TEXTE FOURNI —
---------------

Ce qui se passe sous le niveau cellulaire lorsque le cœur se contracte et se relâche a longtemps été inexploré. Grâce à de nouvelles techniques de microscopie électronique à ultra-haute résolution, les scientifiques peuvent désormais observer les battements du cœur – presque au niveau moléculaire. Des chercheurs de la faculté de médecine de l’université de Fribourg résument les principaux développements en matière de microscopie électronique cardiaque et leur importance pour la recherche dans une récente publication, parue dans Nature Reviews Cardiology. La connaissance de l’échelle nanométrique est d’une grande importance pour le développement de nouvelles thérapies, par exemple pour les crises cardiaques ou les arythmies cardiaques.
“Grâce aux techniques de microscopie à haute résolution mises au point par nous et par d’autres dans le monde, nous obtenons des informations fascinantes sur l’ultrastructure dynamique du cœur”, explique l’auteur principal de l’étude, le Dr Eva Rog-Zielinska. Elle dirige la section d’imagerie 4D de l’Institut de médecine cardiovasculaire expérimentale (IEKM) du Centre cardiaque universitaire du Centre médical universitaire de Fribourg. “Nous pouvons utiliser cet aperçu pour analyser la structure tridimensionnelle des cellules cardiaques avec une précision sans précédent. Nos images sont constituées de cubes – appelés voxels – dont la longueur des arêtes est inférieure ou égale à un nanomètre. À titre d’illustration, un nanomètre correspond à la distance parcourue par un ongle en une seconde”, explique Mme Rog-Zielinska.
Observer les battements du cœur au super ralenti
Le défi consiste à associer la cartographie à ultra-haute résolution du cœur à une cible en mouvement. “Grâce aux récents progrès de l’imagerie, nous comprenons désormais beaucoup mieux le comportement des cellules musculaires et du tissu conjonctif dans le cœur qui bat”, explique le professeur Peter Kohl, directeur de l’IEKM et porte-parole du centre de recherche allemand 1425, qui se consacre à l’étude de la cicatrisation cardiaque.

---------------

EXTRAITS DU MATÉRIEL —
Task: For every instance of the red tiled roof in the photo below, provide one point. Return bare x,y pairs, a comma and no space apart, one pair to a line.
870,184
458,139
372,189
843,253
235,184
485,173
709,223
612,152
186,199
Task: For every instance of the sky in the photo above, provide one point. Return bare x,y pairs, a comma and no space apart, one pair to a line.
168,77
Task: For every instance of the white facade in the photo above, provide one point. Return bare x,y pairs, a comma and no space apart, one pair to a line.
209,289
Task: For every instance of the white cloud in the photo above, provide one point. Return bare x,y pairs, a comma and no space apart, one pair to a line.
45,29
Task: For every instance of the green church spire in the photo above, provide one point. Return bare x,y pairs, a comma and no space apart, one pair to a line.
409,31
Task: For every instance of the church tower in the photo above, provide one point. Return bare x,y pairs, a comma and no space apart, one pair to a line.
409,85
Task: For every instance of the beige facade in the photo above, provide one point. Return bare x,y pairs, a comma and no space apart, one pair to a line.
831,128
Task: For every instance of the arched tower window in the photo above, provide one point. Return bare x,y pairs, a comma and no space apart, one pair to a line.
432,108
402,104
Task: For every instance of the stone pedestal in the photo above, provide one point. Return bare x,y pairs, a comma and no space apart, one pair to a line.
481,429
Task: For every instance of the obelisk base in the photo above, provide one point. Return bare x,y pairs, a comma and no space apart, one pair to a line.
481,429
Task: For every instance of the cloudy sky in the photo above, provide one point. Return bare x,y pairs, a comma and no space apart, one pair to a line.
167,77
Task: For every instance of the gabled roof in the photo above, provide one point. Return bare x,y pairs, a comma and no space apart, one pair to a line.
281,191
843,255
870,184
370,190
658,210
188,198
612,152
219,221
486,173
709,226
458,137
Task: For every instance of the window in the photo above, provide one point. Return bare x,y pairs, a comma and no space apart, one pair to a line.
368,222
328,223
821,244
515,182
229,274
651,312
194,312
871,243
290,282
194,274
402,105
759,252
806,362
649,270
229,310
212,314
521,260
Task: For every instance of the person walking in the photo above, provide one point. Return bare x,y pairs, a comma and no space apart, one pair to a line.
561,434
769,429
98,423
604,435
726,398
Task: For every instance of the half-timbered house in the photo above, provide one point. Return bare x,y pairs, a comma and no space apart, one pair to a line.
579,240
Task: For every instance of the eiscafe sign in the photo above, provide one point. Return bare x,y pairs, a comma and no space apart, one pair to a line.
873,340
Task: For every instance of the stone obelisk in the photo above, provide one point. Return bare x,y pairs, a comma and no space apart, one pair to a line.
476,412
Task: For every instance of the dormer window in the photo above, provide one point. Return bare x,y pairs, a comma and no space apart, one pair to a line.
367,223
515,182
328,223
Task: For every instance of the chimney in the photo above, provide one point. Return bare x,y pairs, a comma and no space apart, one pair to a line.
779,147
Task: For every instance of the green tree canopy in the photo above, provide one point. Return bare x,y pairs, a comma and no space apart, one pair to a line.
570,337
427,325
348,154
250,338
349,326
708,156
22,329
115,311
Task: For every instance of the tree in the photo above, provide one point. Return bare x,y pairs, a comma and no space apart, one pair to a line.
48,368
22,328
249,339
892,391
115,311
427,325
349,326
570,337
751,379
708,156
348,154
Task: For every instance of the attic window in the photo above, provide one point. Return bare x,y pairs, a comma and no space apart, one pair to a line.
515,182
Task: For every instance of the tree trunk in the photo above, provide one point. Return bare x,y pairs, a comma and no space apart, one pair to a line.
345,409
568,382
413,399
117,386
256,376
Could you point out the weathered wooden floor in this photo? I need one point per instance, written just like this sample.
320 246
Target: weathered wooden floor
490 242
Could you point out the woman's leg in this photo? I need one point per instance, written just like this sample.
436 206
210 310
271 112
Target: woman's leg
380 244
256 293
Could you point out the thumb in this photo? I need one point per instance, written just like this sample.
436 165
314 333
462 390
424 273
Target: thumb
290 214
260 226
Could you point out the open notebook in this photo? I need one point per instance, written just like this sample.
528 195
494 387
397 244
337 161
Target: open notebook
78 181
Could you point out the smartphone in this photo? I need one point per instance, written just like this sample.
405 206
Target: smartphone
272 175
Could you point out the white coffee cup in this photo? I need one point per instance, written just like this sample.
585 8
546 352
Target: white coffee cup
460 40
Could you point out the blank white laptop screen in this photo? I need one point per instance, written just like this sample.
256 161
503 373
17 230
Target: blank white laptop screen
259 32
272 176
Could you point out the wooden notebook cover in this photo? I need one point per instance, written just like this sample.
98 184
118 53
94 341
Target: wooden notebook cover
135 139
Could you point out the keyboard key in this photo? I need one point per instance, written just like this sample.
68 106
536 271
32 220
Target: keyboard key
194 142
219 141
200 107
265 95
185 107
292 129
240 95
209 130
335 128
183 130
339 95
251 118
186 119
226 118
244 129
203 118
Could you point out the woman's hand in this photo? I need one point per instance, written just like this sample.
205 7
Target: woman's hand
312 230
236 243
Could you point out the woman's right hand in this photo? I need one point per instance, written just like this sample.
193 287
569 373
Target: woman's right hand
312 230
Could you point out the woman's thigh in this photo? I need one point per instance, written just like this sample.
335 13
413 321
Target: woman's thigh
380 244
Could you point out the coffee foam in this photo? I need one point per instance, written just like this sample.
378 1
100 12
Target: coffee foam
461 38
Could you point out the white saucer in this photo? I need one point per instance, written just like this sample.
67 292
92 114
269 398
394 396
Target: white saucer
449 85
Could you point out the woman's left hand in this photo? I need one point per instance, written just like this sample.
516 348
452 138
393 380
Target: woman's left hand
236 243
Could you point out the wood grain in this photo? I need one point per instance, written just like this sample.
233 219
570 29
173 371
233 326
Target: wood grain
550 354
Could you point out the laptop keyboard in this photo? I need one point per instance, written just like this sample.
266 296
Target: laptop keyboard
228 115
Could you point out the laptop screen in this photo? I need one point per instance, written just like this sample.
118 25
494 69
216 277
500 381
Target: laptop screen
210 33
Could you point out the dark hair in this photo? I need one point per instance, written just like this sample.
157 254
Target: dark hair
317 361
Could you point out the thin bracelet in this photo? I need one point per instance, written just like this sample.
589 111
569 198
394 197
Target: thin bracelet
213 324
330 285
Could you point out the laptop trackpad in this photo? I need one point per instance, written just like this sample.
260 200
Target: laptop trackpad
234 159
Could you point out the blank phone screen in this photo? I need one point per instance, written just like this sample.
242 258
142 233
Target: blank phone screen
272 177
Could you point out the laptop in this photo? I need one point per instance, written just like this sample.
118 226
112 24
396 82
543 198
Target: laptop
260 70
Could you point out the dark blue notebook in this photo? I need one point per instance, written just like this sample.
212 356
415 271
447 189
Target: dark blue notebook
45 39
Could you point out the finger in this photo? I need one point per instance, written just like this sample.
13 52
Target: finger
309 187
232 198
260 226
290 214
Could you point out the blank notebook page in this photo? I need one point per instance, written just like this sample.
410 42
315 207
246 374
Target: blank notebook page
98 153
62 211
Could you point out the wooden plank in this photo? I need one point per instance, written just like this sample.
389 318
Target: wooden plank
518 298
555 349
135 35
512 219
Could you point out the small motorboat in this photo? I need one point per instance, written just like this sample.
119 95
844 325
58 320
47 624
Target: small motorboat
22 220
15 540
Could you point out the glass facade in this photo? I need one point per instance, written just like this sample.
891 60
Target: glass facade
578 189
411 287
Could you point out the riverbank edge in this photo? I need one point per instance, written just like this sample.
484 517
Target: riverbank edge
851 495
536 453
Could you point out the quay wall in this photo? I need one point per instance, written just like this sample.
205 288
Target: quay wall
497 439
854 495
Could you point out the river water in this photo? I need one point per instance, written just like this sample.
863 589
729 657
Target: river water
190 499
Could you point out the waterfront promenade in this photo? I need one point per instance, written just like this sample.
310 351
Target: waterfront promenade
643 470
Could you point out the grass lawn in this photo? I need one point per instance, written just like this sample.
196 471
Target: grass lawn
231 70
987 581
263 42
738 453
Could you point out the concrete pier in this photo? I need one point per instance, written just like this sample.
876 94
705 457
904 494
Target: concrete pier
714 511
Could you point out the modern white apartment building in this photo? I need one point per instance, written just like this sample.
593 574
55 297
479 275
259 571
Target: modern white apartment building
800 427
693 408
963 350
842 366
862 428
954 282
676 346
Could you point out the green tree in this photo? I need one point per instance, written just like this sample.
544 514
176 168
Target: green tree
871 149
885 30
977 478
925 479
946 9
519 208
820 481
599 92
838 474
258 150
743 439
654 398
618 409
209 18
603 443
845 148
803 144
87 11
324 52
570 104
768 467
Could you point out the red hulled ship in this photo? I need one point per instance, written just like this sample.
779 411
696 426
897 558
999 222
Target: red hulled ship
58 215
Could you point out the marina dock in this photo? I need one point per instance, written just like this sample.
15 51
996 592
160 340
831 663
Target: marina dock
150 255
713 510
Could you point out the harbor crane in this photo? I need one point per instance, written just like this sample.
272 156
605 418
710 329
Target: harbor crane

---------------

VOTRE OBJECTIF —
D'après le texte sur la microscopie électronique du cœur, quelle est la longueur des arêtes des voxels qui constituent les images des chercheurs ?

EXERCICE CORRIGÉ —
Elle est inférieure ou égale à un nanomètre.